## What to do
Look through the entries for the string "ceiling", and copy each line that holds it.

## Data for the task
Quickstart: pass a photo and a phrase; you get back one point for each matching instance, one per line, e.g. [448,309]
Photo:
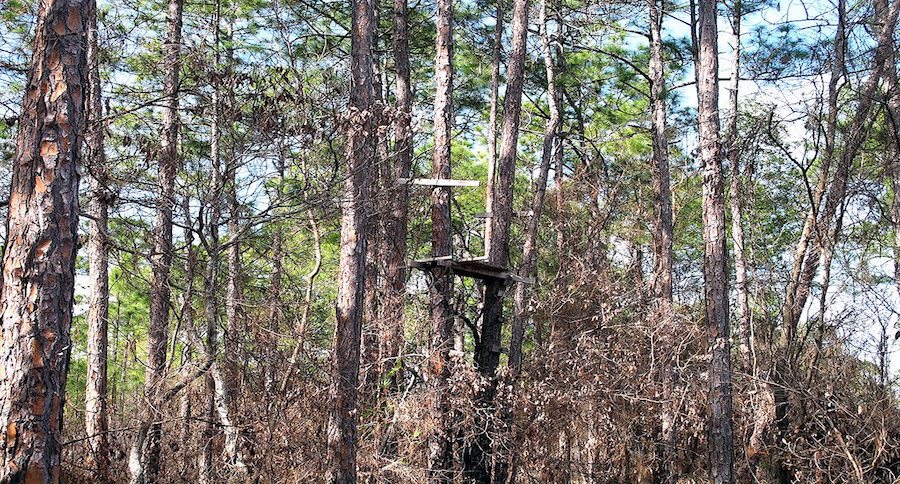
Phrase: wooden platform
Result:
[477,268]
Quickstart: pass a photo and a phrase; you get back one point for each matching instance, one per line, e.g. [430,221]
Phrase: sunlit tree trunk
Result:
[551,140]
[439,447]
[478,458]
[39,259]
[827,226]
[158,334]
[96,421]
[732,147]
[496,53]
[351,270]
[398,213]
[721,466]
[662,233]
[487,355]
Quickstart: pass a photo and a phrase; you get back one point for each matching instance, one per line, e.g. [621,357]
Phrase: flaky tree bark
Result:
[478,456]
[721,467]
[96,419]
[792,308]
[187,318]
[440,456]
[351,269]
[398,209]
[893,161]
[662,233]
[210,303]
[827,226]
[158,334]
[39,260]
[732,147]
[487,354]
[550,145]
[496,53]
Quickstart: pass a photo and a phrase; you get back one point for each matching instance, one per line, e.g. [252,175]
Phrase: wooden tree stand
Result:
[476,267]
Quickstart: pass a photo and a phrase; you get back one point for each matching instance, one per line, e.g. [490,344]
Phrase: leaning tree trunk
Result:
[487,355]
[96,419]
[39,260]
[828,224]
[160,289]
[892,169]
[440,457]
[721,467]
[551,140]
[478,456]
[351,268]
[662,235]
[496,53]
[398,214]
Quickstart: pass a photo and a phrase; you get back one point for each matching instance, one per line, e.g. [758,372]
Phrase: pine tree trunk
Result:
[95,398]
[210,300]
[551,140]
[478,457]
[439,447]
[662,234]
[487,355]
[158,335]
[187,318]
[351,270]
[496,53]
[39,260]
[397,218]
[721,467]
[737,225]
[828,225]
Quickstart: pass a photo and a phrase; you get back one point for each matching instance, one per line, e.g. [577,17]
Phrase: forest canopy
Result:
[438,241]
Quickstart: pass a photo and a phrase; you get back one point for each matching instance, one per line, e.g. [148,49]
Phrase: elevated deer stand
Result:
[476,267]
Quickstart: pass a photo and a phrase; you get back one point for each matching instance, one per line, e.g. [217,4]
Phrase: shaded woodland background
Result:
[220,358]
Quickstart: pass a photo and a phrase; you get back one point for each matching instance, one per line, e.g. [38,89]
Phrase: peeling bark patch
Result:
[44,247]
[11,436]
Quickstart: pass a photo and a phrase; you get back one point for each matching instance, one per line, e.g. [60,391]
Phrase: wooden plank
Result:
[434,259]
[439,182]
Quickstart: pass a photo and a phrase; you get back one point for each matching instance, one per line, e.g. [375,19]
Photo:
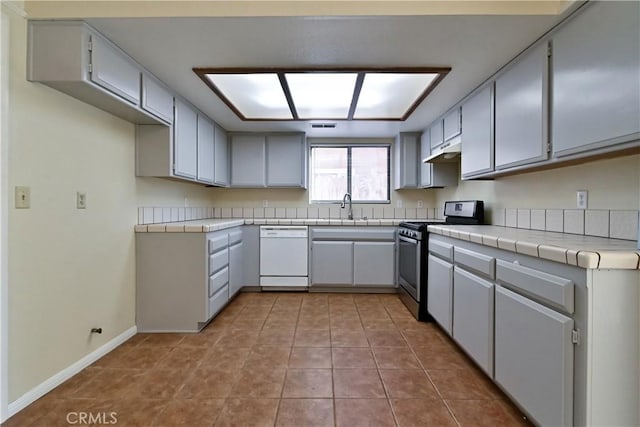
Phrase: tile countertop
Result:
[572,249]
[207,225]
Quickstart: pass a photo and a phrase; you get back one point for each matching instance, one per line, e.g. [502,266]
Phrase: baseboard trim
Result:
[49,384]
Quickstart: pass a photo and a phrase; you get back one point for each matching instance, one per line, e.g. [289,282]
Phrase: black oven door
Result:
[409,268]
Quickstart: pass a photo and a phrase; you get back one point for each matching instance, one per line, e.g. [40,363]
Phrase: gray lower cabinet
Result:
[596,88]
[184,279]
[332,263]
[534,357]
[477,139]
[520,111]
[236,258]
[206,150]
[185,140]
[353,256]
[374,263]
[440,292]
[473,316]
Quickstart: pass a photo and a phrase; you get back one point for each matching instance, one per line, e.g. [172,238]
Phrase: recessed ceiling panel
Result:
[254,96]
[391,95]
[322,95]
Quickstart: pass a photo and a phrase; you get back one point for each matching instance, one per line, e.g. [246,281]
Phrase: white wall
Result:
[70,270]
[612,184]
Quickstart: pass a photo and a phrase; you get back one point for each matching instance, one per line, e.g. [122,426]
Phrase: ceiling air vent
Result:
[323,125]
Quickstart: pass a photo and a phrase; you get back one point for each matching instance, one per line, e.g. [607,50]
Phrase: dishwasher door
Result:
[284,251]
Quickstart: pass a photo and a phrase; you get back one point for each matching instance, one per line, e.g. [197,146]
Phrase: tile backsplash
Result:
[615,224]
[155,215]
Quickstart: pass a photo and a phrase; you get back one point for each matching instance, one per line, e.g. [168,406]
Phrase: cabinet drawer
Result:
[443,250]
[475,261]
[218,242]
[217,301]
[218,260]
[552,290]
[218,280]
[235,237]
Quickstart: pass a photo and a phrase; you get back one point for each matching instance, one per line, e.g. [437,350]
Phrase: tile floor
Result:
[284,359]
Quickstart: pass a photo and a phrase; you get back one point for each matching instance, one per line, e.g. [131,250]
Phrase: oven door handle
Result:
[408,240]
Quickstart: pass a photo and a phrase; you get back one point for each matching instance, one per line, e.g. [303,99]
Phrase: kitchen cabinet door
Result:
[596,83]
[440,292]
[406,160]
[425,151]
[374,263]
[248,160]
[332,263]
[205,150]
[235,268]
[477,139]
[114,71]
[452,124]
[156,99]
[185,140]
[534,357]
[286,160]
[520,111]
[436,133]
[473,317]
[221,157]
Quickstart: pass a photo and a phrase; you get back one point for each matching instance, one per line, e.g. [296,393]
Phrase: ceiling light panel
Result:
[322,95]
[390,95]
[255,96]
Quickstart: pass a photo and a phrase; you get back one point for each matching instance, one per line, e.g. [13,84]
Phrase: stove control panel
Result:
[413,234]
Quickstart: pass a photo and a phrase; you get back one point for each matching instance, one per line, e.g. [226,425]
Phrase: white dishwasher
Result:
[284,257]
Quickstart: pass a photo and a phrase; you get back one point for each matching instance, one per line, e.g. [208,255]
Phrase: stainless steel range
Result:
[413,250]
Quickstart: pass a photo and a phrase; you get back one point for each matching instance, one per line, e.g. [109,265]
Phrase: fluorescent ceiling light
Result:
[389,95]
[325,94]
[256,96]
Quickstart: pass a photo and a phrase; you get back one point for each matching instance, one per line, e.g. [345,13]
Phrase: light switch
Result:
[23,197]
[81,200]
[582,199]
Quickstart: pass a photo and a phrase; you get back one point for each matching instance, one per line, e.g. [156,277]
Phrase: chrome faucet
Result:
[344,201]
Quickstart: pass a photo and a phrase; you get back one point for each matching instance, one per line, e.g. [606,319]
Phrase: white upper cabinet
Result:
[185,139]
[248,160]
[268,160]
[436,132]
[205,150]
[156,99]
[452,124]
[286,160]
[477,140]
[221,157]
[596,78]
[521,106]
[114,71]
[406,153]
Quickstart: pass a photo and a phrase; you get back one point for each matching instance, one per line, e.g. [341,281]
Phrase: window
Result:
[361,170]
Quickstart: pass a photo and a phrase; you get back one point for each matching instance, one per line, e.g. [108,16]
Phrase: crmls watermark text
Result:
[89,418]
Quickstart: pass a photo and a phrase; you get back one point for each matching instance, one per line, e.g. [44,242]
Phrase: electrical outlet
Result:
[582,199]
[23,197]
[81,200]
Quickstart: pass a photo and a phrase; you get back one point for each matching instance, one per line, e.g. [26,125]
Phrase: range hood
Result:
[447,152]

## Finished task
Phrase: recessed ceiling panel
Phrase: ceiling air vent
Phrase: ceiling light panel
Phrase: fluorescent ceiling light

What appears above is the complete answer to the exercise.